**SELECTED PASSAGE:**
---------------
I’m currently reading books from my shelves. I picked two I knew had been waiting a long time: Mrs Harter and The Suburban Young Man, which were lucky market finds. I was slightly shocked to find I’ve had them since 2010 without reading them.
Mrs Harter was published in 1924. It’s the tale of a doomed romance between two people who meet by chance in the close-knit community of a small town. The story is narrated by Sir Miles Flower, crippled in a flying accident. He is married to Claire, a highly strung, emotional woman who always wants to be the centre of attention. Miles is brutally frank about her character defects and the fact that their marriage has not been a success. There is a slight complication in that he’s in love with Claire’s wise, kind sister Mary but although both are aware of this, nothing will ever come of it; they will just be friends. Mary’s children Martyn and Sallie are hard, bright young things. Martyn’s at Oxford, Sallie studying medicine in London. Their view of life is strictly rational and their attitudes to human relationships clinical; they despise automatically all the beliefs and taboos of the older generation. They and the other characters have all known each other for most of their lives and take a keen interest in their neighbours and especially in any novelty.
Mrs Harter, as she is always referred to, is a native of Cross Loman, the daughter of a plumber and so out of the class of the main characters. She married an older man, a solicitor, and went with him out East. That marriage has failed and she returns to live in rooms in her birth place. There she meets Captain Patch, a gentleman who for unspecified reasons has become a lodger with Mrs Fazackerly, a widow famed for the fact that her late husband is reputed to have thrown plates at her head. Mrs Harter makes a poor impression until she sings at a charity concert. In no time she and Bill Patch are seen around together and tongues are wagging. They are in love but there are major problems. She is married and the two are of different classes. ‘the affair of Mrs Harter and Captain Patch’ as Sir Miles describes it occupies the community of Cross Loman for a brief period and is then consigned to the past. There is no happy ending.
The problem of class differences between people in love is absolutely key to The Suburban Young Man. The eponymous hero is Peter Jannett, a writer living in ‘Richford’, a London suburb, with his nice wife and twin sons. He falls in love with Antoinette Rochester and she with him. As in Mrs Harter there are two obstacles to their love affair: Peter’s marriage and Antoinette’s superior social status.
Although I enjoyed reading this book I had a few problems with it. First, I hadn’t much sympathy for Peter. He had no business marrying Hope without loving her and no business continuing a relationship with Antoinette once it started getting serious. Secondly, we are told constantly that Peter and Antoinette have each found the love of their lives, that they can talk about books and have a perfect understanding. Yet there’s no evidence of this; they declare their love but it’s all tell and no show. My third issue is that apart from a sub plot in which Antoinette’s sister is nearly involved in a society scandal, the entire book is taken up with mulling over the same problems: whether divorce which hurts one partner can ever be right and whether people from different backgrounds can really be happy together.
---------------
**DATASET:**
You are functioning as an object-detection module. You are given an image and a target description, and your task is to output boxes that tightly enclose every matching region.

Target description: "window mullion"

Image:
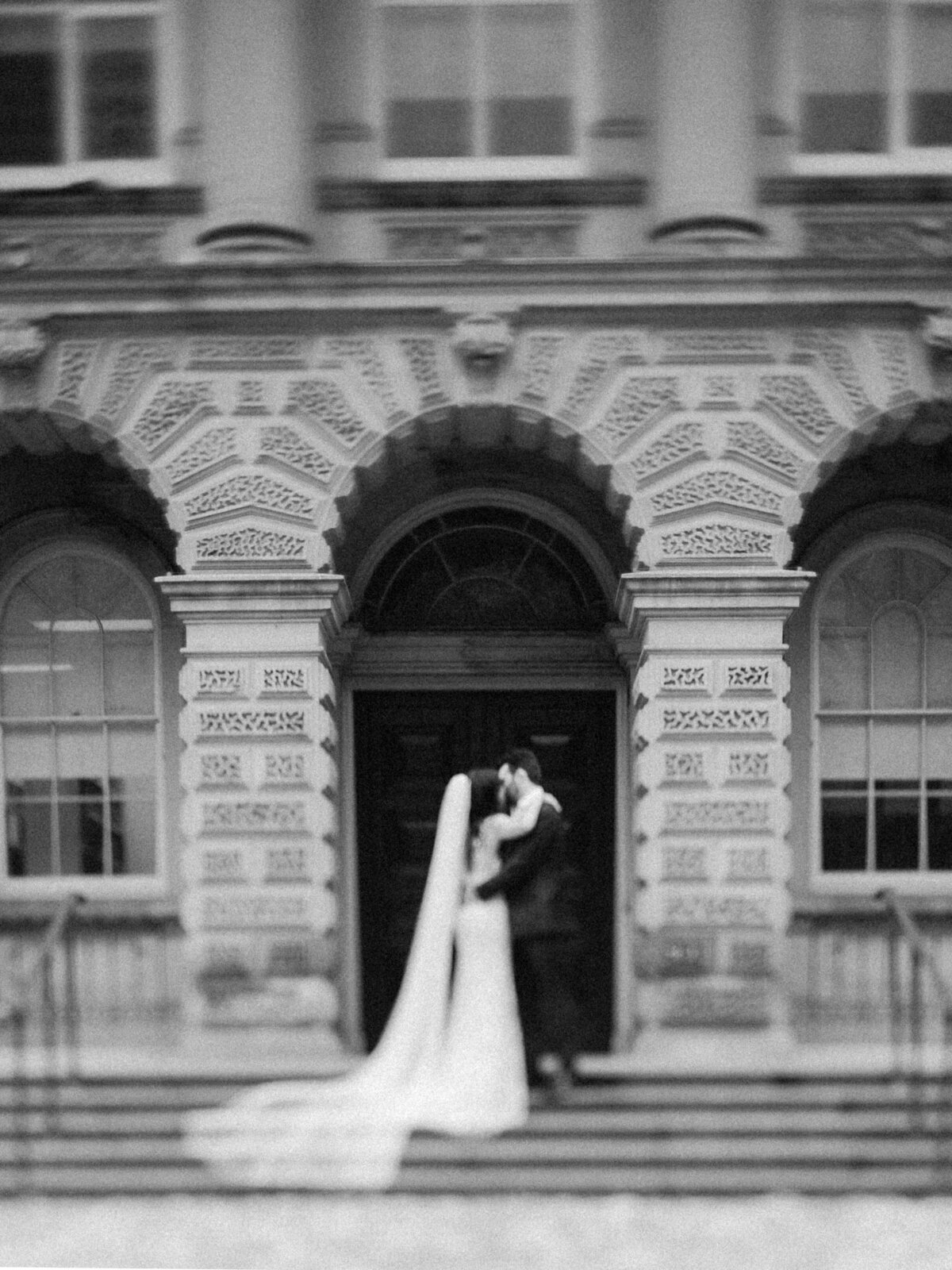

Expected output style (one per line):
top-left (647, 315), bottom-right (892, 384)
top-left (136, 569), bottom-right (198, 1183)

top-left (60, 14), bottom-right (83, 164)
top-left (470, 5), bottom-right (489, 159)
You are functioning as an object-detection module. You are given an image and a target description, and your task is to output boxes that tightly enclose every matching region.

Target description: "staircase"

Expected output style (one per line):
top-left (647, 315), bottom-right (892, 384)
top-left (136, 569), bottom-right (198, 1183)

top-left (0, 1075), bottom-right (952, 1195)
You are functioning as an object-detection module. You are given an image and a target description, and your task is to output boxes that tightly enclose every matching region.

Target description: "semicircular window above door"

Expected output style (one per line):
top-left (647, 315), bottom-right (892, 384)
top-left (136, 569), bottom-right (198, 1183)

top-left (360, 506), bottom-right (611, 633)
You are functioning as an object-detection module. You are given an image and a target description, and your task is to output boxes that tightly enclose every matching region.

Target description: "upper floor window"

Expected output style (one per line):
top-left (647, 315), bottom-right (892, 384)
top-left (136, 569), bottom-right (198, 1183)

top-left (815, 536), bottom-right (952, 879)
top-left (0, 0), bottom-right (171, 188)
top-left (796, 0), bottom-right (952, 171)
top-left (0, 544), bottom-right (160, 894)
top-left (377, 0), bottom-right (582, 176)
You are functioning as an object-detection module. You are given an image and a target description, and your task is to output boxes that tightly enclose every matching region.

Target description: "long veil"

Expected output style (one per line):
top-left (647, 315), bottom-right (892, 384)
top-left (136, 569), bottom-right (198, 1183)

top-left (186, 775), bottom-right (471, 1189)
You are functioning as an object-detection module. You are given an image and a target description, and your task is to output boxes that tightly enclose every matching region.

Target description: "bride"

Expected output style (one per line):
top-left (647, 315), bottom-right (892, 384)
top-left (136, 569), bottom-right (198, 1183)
---------------
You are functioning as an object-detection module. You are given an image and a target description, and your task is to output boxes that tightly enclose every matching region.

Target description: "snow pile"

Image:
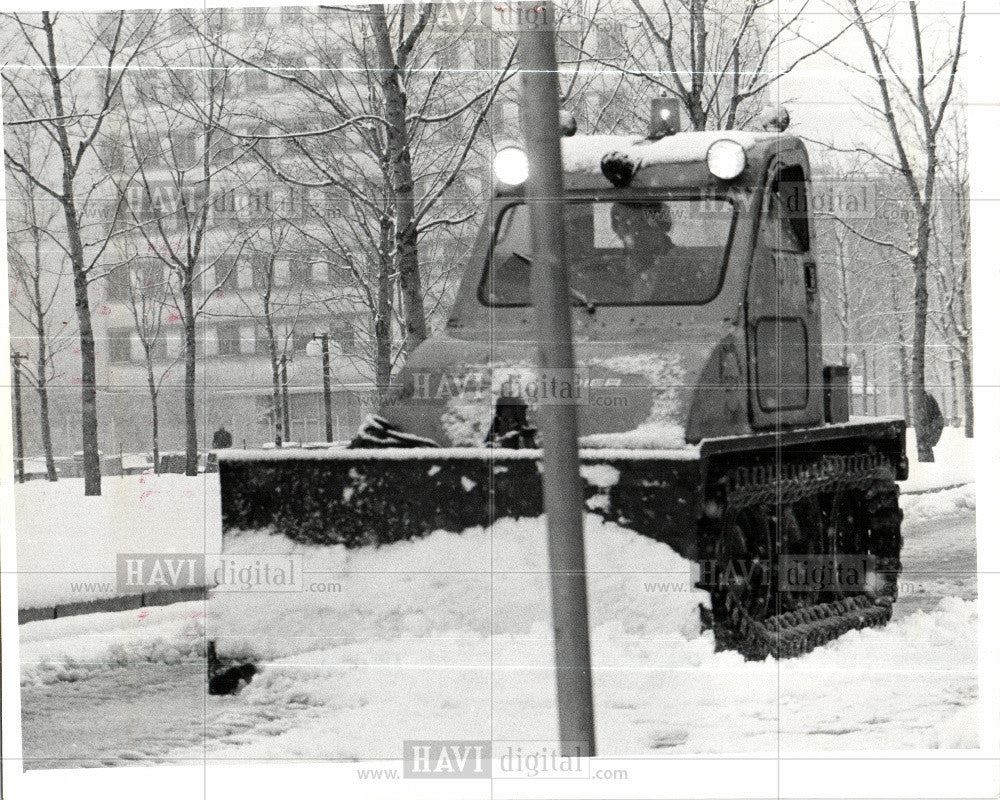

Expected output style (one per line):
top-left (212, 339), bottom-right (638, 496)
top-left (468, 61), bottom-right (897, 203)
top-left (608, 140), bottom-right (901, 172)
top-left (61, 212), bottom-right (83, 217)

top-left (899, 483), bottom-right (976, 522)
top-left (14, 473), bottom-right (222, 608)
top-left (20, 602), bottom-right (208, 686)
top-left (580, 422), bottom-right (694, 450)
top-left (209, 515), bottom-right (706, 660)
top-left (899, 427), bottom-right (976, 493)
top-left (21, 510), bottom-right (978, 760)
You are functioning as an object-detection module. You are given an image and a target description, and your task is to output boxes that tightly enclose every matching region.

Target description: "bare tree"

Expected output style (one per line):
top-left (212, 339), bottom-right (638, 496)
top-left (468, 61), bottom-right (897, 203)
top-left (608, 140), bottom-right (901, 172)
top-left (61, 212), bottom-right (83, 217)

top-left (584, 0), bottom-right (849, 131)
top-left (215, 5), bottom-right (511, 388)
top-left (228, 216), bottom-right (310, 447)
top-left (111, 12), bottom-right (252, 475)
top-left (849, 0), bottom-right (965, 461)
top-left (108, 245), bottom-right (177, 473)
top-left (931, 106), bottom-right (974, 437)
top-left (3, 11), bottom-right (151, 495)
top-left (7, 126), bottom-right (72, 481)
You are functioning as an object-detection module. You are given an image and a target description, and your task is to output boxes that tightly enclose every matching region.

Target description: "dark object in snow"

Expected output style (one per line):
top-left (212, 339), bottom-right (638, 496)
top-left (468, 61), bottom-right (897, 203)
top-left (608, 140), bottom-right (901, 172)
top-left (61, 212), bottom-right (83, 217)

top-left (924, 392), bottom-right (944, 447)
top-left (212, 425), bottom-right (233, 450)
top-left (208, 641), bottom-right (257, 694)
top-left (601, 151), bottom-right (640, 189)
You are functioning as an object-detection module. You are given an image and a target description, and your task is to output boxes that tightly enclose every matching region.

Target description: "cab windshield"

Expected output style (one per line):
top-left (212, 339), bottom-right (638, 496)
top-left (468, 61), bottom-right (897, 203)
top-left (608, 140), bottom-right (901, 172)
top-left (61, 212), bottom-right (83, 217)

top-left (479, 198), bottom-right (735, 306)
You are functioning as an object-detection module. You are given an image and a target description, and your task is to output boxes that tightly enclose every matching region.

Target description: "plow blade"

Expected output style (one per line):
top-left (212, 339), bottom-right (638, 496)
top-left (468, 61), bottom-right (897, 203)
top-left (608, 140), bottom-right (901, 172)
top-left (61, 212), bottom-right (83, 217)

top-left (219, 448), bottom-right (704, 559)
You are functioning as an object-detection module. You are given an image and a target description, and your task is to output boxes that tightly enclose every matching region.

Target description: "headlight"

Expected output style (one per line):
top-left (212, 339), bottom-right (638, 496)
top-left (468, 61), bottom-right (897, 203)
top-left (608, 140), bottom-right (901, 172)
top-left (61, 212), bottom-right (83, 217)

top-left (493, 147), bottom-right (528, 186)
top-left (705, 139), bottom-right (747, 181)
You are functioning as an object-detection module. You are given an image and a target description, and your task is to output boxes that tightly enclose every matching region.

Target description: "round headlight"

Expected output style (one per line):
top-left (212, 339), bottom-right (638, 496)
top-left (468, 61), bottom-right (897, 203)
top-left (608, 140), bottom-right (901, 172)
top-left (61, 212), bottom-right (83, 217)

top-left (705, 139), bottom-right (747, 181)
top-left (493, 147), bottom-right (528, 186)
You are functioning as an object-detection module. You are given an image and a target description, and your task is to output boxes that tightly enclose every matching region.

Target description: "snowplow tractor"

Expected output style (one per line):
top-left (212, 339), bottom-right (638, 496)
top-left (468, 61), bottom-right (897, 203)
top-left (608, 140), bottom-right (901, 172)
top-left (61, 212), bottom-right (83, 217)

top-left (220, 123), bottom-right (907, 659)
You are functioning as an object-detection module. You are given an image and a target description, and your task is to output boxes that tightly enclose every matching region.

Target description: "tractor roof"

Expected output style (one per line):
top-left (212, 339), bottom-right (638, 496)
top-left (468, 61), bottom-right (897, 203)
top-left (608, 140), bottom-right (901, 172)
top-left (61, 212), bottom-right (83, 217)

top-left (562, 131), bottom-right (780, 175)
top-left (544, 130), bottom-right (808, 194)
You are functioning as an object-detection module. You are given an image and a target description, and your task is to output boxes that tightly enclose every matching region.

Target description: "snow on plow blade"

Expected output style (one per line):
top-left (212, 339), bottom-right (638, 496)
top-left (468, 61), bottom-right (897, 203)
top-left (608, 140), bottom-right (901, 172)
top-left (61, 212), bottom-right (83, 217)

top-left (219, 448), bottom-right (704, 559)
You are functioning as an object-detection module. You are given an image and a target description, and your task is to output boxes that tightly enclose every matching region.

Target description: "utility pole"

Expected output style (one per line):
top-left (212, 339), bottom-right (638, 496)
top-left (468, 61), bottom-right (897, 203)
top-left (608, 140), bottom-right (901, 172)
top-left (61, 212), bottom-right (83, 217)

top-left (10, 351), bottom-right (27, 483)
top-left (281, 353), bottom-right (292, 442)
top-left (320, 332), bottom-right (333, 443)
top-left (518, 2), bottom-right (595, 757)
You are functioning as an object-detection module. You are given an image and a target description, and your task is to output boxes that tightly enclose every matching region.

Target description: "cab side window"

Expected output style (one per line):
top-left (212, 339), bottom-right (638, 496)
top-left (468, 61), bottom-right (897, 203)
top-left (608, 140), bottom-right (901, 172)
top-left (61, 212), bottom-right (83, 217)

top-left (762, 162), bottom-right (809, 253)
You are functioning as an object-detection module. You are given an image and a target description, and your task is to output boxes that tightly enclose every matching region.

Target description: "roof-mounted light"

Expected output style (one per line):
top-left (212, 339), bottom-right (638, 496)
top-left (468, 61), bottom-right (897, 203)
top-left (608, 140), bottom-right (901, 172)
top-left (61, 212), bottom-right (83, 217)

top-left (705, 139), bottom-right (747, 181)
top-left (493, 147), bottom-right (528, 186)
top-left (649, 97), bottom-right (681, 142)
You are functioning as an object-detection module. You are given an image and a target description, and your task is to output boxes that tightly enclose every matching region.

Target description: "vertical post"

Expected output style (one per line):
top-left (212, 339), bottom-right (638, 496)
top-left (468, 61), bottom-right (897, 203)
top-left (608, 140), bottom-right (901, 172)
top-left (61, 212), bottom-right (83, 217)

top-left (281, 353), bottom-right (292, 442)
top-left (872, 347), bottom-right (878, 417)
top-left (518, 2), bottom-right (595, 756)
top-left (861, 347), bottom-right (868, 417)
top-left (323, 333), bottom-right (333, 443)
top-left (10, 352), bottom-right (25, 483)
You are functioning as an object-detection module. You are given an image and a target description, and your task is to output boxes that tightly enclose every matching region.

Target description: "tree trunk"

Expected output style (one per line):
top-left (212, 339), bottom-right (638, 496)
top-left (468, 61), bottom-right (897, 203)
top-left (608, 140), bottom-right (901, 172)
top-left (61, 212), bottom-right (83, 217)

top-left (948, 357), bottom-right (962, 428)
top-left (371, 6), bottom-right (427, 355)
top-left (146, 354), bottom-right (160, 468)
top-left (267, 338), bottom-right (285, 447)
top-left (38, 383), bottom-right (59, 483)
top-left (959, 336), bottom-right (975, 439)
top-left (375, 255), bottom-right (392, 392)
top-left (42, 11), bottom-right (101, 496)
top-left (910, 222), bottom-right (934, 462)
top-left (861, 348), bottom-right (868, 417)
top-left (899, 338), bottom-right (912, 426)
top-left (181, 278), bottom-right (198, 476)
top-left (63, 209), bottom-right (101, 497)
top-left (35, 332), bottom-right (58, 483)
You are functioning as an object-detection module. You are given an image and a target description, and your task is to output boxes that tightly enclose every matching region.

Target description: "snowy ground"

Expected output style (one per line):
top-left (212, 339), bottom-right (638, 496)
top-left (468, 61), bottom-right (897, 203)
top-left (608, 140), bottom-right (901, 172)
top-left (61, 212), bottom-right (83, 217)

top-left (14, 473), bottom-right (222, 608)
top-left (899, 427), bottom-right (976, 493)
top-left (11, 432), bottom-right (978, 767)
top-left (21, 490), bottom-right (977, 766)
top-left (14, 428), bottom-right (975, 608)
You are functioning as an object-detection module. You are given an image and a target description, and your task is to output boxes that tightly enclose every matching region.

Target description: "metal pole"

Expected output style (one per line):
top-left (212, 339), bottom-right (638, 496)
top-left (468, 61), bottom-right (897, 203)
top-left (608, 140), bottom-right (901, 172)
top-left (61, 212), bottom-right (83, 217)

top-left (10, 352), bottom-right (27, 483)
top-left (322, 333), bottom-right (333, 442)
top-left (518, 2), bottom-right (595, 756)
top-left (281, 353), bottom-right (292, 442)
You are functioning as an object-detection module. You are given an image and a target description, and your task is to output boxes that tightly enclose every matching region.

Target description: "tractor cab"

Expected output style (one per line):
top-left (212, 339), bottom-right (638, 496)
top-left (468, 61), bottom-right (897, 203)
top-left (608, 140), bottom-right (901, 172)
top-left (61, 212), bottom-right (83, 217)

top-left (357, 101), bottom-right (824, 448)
---------------
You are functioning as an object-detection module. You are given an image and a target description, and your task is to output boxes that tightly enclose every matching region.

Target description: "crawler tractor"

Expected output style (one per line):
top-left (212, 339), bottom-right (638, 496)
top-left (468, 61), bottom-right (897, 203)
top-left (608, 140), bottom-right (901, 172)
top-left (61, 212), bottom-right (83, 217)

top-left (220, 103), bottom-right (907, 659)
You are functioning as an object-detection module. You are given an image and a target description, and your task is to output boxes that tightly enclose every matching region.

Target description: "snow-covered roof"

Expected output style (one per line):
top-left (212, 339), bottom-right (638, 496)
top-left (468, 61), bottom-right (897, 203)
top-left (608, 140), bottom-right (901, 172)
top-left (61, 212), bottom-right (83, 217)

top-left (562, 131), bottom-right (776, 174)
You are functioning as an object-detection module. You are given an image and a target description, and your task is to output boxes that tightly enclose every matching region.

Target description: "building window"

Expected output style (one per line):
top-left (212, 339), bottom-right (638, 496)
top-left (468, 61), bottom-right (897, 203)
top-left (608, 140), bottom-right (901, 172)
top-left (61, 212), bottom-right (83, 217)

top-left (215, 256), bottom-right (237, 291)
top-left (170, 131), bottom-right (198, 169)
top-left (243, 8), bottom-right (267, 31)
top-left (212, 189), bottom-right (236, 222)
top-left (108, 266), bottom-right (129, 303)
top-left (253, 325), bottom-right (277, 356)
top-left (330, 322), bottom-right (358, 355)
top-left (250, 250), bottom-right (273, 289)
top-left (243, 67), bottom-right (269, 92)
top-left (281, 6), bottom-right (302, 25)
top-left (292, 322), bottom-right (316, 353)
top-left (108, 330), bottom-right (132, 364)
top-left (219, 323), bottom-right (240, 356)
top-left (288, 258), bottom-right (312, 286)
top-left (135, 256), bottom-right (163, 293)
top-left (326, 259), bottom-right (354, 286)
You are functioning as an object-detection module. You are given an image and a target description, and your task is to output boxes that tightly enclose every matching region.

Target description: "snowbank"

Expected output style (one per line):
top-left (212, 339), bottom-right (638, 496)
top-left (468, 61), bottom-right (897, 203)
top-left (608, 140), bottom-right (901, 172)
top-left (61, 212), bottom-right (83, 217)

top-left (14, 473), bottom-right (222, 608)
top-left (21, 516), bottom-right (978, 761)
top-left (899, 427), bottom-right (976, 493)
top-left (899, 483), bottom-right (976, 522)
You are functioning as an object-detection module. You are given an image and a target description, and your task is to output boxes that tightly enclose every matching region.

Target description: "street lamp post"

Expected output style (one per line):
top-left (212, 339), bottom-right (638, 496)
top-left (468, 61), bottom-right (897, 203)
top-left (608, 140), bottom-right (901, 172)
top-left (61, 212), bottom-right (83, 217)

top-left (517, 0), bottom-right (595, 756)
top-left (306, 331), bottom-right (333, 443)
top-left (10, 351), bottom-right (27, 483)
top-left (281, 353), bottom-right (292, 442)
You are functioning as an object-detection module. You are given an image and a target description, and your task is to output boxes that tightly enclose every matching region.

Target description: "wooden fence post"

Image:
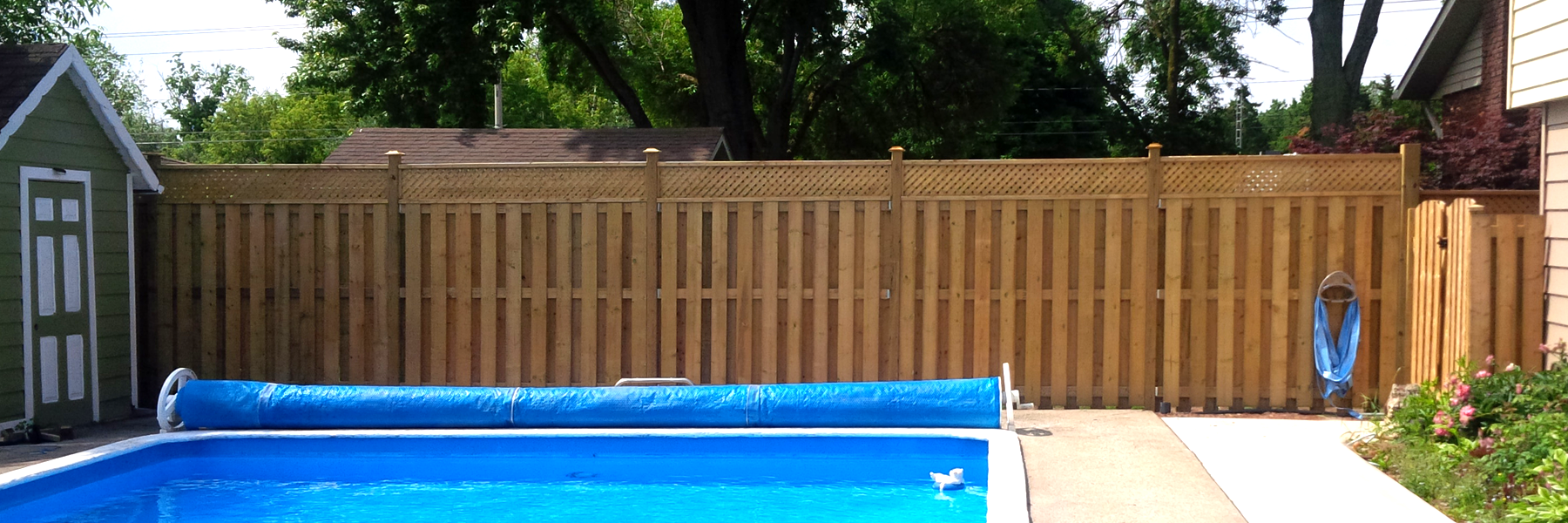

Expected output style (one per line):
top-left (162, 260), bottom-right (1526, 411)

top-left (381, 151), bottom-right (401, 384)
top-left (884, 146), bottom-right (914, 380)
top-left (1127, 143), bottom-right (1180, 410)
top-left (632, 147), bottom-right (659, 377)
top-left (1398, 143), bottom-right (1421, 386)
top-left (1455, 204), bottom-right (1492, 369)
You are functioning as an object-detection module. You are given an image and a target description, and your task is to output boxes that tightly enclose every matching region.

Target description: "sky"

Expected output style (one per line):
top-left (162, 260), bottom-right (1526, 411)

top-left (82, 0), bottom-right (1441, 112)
---------------
**INSTRUCTIONS:**
(A) Reproduce the portion of the review from "The problem of" to "superior social status." without any changes.
(B) Decide whether each statement agrees with the review, answering yes or no and quoting the words that settle it: (i) Mrs Harter was published in 1924. (ii) Peter Jannett lives in central London. (iii) Martyn is studying medicine in London.
(C) List every character the review names in its account of Mrs Harter.

**ANSWER LIST:**
(A)
The problem of class differences between people in love is absolutely key to The Suburban Young Man. The eponymous hero is Peter Jannett, a writer living in ‘Richford’, a London suburb, with his nice wife and twin sons. He falls in love with Antoinette Rochester and she with him. As in Mrs Harter there are two obstacles to their love affair: Peter’s marriage and Antoinette’s superior social status.

(B)
(i) Yes: "Mrs Harter was published in 1924."
(ii) No: "a writer living in ‘Richford’, a London suburb"
(iii) No: "Martyn’s at Oxford, Sallie studying medicine in London."

(C)
- Sir Miles Flower
- Claire
- Mary
- Martyn
- Sallie
- Mrs Harter
- Captain Patch (Bill Patch)
- Mrs Fazackerly